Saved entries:
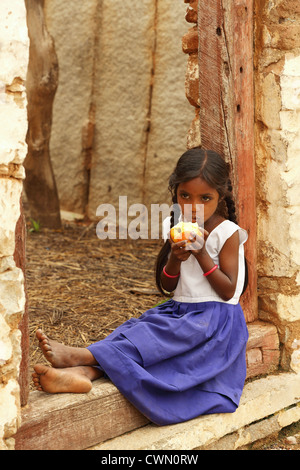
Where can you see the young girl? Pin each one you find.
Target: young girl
(185, 357)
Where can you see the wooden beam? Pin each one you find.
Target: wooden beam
(76, 421)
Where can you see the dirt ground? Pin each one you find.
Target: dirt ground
(80, 288)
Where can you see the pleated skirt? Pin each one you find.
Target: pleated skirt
(178, 361)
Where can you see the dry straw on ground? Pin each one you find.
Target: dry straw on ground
(80, 288)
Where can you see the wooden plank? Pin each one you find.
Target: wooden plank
(76, 421)
(19, 257)
(213, 134)
(242, 66)
(227, 110)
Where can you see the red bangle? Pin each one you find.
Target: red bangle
(211, 270)
(168, 275)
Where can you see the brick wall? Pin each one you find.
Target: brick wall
(13, 128)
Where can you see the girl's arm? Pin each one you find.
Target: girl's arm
(224, 279)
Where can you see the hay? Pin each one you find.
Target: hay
(80, 288)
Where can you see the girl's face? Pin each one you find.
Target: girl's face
(196, 192)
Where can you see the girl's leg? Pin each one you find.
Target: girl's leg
(61, 356)
(69, 380)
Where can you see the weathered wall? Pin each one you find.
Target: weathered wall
(277, 62)
(13, 118)
(120, 114)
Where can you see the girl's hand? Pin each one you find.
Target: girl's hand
(197, 242)
(180, 251)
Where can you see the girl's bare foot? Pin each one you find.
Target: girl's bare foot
(68, 380)
(61, 356)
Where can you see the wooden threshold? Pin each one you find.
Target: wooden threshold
(79, 421)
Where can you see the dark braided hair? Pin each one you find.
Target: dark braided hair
(213, 169)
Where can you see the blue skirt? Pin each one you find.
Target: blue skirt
(178, 360)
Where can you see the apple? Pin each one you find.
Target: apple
(184, 230)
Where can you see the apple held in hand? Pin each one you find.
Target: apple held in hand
(185, 231)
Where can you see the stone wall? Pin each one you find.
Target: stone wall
(13, 118)
(277, 64)
(121, 116)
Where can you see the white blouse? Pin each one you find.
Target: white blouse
(192, 285)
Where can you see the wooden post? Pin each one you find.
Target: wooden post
(226, 86)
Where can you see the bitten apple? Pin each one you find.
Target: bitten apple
(184, 231)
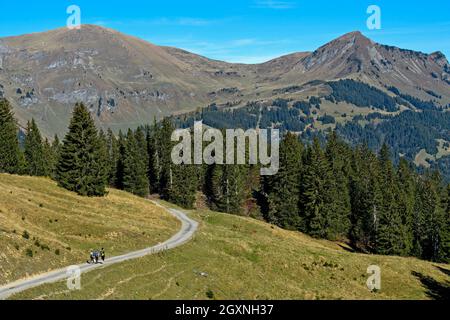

To do
Lines from the one holding "Target: wooden post" to the end of the data, both ends included, are to be given again exactly; no pictures belong in the copy.

Solution for this task
Target: wooden post
(226, 86)
Where can you see the bitten apple? Pin each one you find.
Target: bitten apple
(184, 231)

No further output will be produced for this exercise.